■ **Problem statement**:
Return the entries below in their exact form, leaving the pictures out.

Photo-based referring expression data
┄┄┄┄┄┄

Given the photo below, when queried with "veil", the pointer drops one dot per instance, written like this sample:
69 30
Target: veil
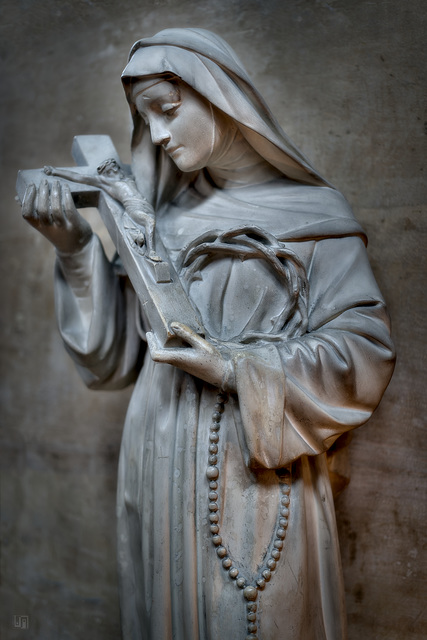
205 62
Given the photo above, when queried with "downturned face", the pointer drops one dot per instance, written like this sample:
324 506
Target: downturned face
180 120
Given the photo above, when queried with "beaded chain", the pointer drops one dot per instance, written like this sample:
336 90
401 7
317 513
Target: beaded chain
250 591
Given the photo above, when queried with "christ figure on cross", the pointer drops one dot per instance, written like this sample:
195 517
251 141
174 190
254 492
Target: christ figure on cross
112 179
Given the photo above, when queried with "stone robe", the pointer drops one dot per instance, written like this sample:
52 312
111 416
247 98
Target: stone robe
295 394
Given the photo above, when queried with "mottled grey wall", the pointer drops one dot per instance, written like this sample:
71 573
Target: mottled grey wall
345 80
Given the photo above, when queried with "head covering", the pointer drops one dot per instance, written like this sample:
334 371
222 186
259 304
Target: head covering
205 62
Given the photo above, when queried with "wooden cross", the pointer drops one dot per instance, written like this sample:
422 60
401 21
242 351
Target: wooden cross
156 284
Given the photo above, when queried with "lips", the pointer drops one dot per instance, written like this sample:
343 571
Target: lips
171 150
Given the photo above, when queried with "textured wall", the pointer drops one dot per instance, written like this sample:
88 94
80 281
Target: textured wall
345 80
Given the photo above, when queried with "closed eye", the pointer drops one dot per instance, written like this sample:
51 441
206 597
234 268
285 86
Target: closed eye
170 108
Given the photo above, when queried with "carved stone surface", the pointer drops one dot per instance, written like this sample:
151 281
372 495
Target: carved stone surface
226 518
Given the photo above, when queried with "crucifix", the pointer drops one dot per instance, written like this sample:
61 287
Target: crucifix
151 272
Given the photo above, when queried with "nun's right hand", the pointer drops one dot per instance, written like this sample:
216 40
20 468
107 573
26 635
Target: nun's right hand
52 212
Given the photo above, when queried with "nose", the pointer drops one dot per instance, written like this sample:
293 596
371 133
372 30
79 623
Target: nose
159 132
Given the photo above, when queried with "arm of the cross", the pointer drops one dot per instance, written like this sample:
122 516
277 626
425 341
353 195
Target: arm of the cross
157 285
88 153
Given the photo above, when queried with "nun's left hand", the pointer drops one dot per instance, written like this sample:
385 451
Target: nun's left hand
200 358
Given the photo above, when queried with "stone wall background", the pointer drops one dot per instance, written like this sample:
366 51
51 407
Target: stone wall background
345 79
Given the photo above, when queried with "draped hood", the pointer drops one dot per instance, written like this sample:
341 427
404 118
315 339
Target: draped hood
207 63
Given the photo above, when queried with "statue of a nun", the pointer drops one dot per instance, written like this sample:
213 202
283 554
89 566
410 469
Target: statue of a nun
226 524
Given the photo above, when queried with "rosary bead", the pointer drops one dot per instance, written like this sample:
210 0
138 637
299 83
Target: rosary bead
212 473
250 593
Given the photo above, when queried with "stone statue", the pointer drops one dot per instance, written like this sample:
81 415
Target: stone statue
226 524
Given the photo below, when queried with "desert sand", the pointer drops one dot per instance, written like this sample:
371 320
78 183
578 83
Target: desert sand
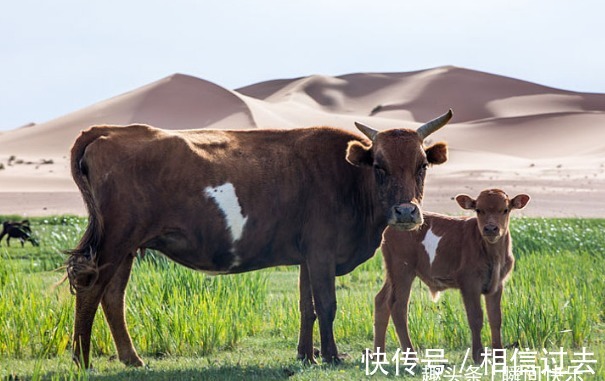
506 133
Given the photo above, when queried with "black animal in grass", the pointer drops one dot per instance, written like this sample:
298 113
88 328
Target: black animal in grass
20 230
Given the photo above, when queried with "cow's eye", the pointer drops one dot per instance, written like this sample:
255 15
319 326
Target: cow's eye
380 172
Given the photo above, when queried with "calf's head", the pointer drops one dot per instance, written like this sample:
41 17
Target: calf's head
493 209
399 160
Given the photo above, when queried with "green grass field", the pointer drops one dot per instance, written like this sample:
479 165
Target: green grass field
187 325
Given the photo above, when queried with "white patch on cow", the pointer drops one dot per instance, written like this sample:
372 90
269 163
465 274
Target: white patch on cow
225 198
430 243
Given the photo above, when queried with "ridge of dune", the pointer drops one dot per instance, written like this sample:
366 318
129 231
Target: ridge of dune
174 102
505 132
416 95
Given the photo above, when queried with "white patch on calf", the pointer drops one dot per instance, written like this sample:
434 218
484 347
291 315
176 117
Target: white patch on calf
225 198
430 243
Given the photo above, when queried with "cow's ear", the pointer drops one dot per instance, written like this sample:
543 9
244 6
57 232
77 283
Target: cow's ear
437 153
519 201
358 154
466 202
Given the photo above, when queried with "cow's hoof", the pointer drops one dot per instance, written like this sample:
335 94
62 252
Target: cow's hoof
134 361
336 360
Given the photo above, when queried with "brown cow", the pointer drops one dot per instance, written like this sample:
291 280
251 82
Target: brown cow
471 254
227 202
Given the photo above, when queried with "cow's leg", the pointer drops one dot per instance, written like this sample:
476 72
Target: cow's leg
88 299
400 298
87 302
472 304
113 307
323 279
494 315
307 317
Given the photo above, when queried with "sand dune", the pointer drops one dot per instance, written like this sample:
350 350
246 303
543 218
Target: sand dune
507 133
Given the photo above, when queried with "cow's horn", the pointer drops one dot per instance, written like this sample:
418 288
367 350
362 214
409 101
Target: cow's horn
366 130
435 124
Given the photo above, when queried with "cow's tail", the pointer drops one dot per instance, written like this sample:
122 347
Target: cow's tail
82 266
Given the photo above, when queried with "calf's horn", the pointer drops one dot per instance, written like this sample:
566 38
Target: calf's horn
435 124
366 130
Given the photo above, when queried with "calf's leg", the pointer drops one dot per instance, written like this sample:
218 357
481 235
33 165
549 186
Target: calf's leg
494 315
474 314
382 313
399 301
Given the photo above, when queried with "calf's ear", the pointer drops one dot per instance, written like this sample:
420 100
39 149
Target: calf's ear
466 202
359 155
519 201
437 153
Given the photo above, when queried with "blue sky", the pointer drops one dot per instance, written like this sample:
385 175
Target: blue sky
59 56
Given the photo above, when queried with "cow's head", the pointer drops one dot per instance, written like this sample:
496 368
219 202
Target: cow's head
493 209
399 161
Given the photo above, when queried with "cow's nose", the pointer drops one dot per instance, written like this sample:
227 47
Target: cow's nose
406 213
490 230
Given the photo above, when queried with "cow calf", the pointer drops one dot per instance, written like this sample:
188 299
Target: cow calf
20 230
471 254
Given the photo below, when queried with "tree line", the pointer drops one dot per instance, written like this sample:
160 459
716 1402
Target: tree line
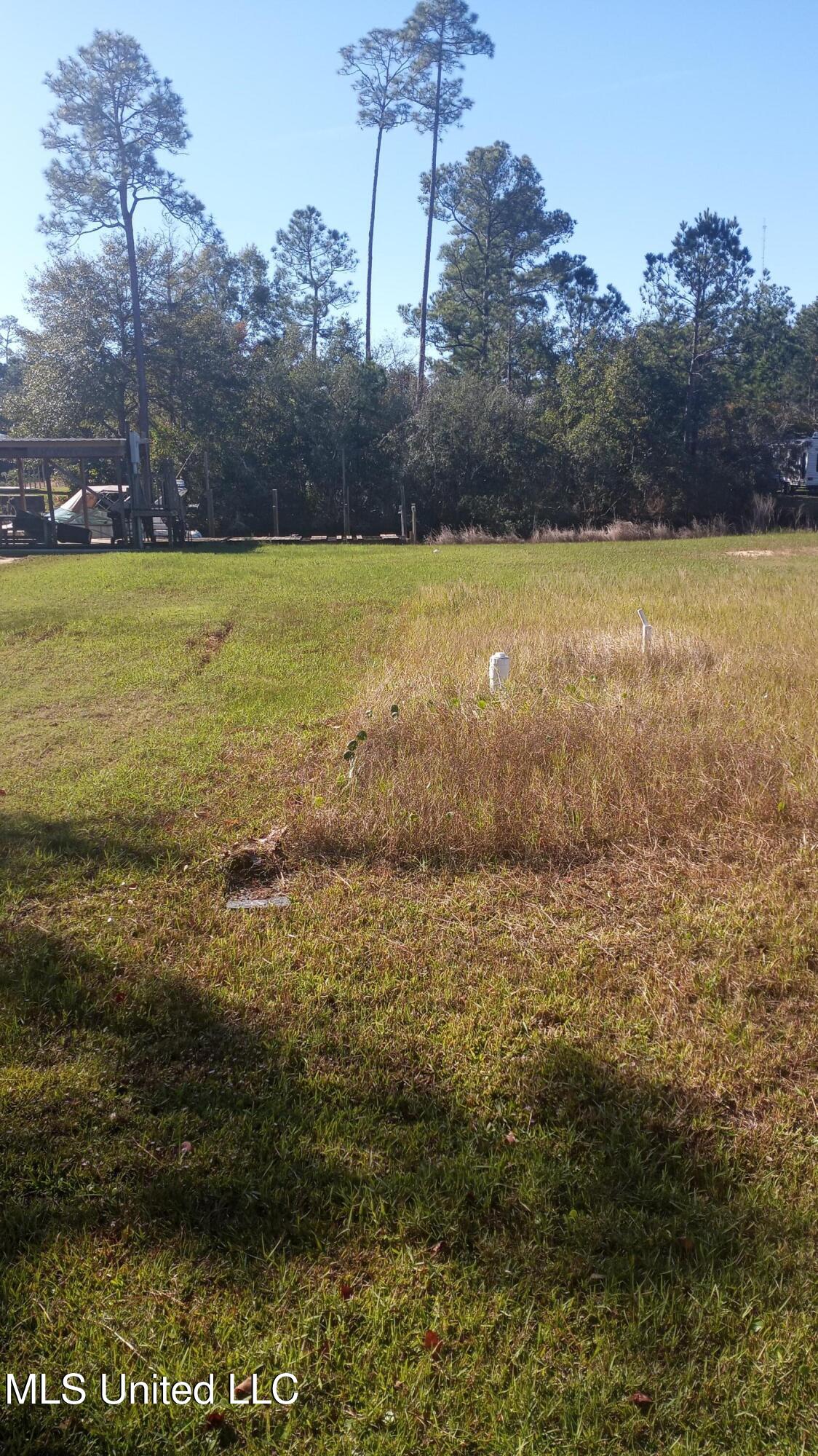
544 398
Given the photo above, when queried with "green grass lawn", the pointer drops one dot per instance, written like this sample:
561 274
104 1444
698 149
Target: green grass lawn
481 1152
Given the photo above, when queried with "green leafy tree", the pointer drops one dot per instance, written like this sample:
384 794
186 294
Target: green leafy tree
581 309
440 36
113 117
803 382
699 286
497 273
381 68
311 258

┄┄┄┄┄┄

■ **Reply**:
Given the photo below, when queried with "veil", the pointer drops one dot per instance, written like this sample:
69 30
Target: veil
205 62
Given the photo above, when queried with "downturned face", the pointer drops one dot per instance, written like this sample:
324 506
Target: downturned face
180 120
Given the photo above, when queried with "beaded chain", the pointer drops one dot per instance, written like this sample:
336 90
401 7
317 513
Target: beaded chain
250 591
Given the photo above, when queried with "christ figure on cross", the pointer drops one dot per instance, written like this sample:
195 517
251 141
174 190
254 492
Target: christ figure on cross
112 179
Given the photo above, when queried with "stone robe", the pointer drops one dot per instance, written like this sample:
52 312
111 416
247 98
Target: stone robe
295 394
Given the photo above, when queried with "mottled grey wall", the pointer drops one dot per instance, written like this sample:
71 573
Target: mottled grey wall
345 80
Given the photo above, when queried with "head covering", the pointer drops one dot per instance, written like this sample:
334 371
222 186
259 304
Target: head covering
205 62
Given the photo above, when queried with "wooden cross", the pointer drops one dot per instance, written like this sample:
422 60
401 21
242 351
Target: wooden cross
156 284
Given the photo above, when queried with "lips", the pointer drops one dot per instance, written like this sample:
343 571
Target: lips
171 150
Given the photo above, when queried with "textured wall", the pointer drops one dot per instance, written like this sample:
88 94
80 281
Target: textured wall
345 80
Given the photo above, when queried with "closed eye", the pointer drops one dot per instance, written like this sample:
51 441
206 597
234 268
285 86
Target: closed eye
170 108
Given the photo above, when queried with "carved stone surface", the pointer drops one dot per instance, written like this sample:
151 281
372 495
Target: carved stone surface
226 518
Given the photo above, when queried with "crucifix", the pointer drops one dot per instance, written like this sample:
61 287
Target: crucifix
151 272
Given the photo above, when queried with "nun's right hand", the pointer drops one dot per instance, written like this sample:
216 40
20 468
107 573
26 635
Target: nun's right hand
52 212
Given the photo above, when queried with "nose", the pointer drops one dot per instance, written like this sample:
293 596
371 133
372 30
79 623
Target: nose
159 132
Given the photo above, when queried with "arm of the cross", the pointer drops one dot per instance, written like this sample:
122 516
277 626
425 341
353 195
Target: arm of the cross
157 285
88 153
Given the photo above, when queried with "nun's left hand", the pointer drops one dot per instance, written like this sample:
385 451
Target: nun's left hand
200 358
Given the photo above, when queried with "stone wall background", the pointer drops one dot per instance, written like this sample:
366 51
51 407
Target: stone wall background
345 79
Given the photo above, when queried with "draped hood", the pointer drops one dot per instance, written like this sample:
341 427
404 118
315 339
Target: draped hood
207 63
Given the photo above, when queried with "statue of a nun", the pointer drops one dot per instance, written like this sample:
213 202
283 554
89 566
410 469
Target: statue of a nun
226 524
Given the photo above, when queried with "rosary bead", the pointer drops one dot per instance, written like this sample:
210 0
138 637
299 83
Target: rosary bead
212 473
250 593
Given the photo above, when queried with "stone statue", the pointer drops one dot per instance, written like this sample:
81 415
Target: stone statue
226 524
Given the photo below, when queried with "desert sand", the pointer drops one dot per instance, written like this sample:
371 320
78 183
578 83
Target: desert sand
506 133
Given the photo above, when queried with "black animal in grass", the pointer drops one dot per instance, written like this sample:
298 113
88 328
Target: black animal in grass
20 230
Given the photo above, when queried with "cow's eye", the pointer drops one dot per instance, written like this sample:
255 15
319 326
Target: cow's eye
380 172
Given the photo above, when queried with "calf's head", the pointer drops one dot per instance, written like this sample:
41 17
Target: calf's head
493 209
399 160
Given the photo above, when queried with "green grass field", the pointer drops one dot per instance, written like this sample:
479 165
Target: green grass field
187 325
Given the photo above, when queried with "white patch on cow", the pointer drops one dot per instance, written like this sample:
372 90
269 163
465 274
Target: white patch on cow
225 198
430 243
Given the photo above, when queried with "ridge of dune", the pointer drops one dot per instance, written like this sample:
366 318
129 231
Target: ridge of dune
174 102
505 132
416 95
Given the photo above, when queried with "white patch on calf", the pointer drops one dot per instance, written like this sample:
434 218
484 347
291 315
176 117
Target: white patch on calf
225 198
430 243
Given the photo above, when queried with "cow's ear", the pointer drops one dot per instance, written like this sample:
543 9
244 6
57 232
77 283
Target: cow's ear
437 153
519 201
358 154
466 202
Given the photo above, when queried with "cow's hoof", the pointer drops one dot per instance, written like this sample:
335 94
62 252
Target: cow's hoof
134 361
336 360
Given the photo above, when queried with "brown cow", the pointer drops one dot per instance, written like this sample:
291 280
251 82
Target: brown cow
471 254
227 202
Given the photo above, when queried with "cow's leg", the pointer drops one dot per instance, written like this sample:
476 72
Target: cow's leg
88 299
400 298
87 302
472 304
113 307
323 279
494 315
307 317
Given the photo above, when queried with "sand dune", the pointer drops one dot per instance, written like this sample:
350 350
246 303
543 218
Target: sand dune
507 133
Given the photo above, when queried with "cow's horn", the pointer drops one dot per instance, written like this sample:
418 288
367 350
362 214
409 101
Target: cow's horn
366 130
435 124
Given the photo above, when queried with "cow's tail", the pointer drops one dot per instance, written like this sample:
122 347
Target: cow's tail
82 266
Given the photo above, when queried with "calf's horn", the pointer drops one dot per instance, written like this sample:
566 38
Target: calf's horn
435 124
366 130
Given the photo above, when queried with "calf's leg", the pointer drops one dot per instance, written like this sample:
218 357
481 235
33 165
549 186
Target: calf's leg
494 315
474 314
382 313
399 301
Given the photo above, when queried with "calf's ear", the pointer drops one dot per instance, written like this sample:
420 100
39 149
Target: calf's ear
466 202
359 155
519 201
437 153
Given the photo above, when queried with "blue sky", the pointer drops one dot per instance, written like this sample:
385 175
Target: blue sky
59 56
Given the photo above, when queried with "cow's head", the pointer drops one dot per instance, written like this sample:
496 368
219 202
Target: cow's head
493 209
399 161
Given the photo above, when queried with "cow's nose", the pointer drops one dot per instance, written like this sample:
227 47
Target: cow's nose
406 213
490 230
Given the photo above, when queried with "cow calf", the pointer drops one dot per instance, written like this sample:
188 299
Target: cow calf
20 230
471 254
Given the photo below, when queried with "tree line", the pointer drops one dot per instance, written like this sample:
160 459
716 1402
Target: tree line
544 398
Given the photo above, when queried with "green grass lawn", the pointer drops one dot per instance, written like this sample:
561 274
104 1444
698 149
Target: green grass lawn
481 1152
Given the photo above, when queried with "green leafy tree", the pointer drops one dot per instance, written like this sample:
384 794
186 294
Target: green leafy tree
581 309
440 36
113 117
803 382
699 286
497 273
381 68
311 258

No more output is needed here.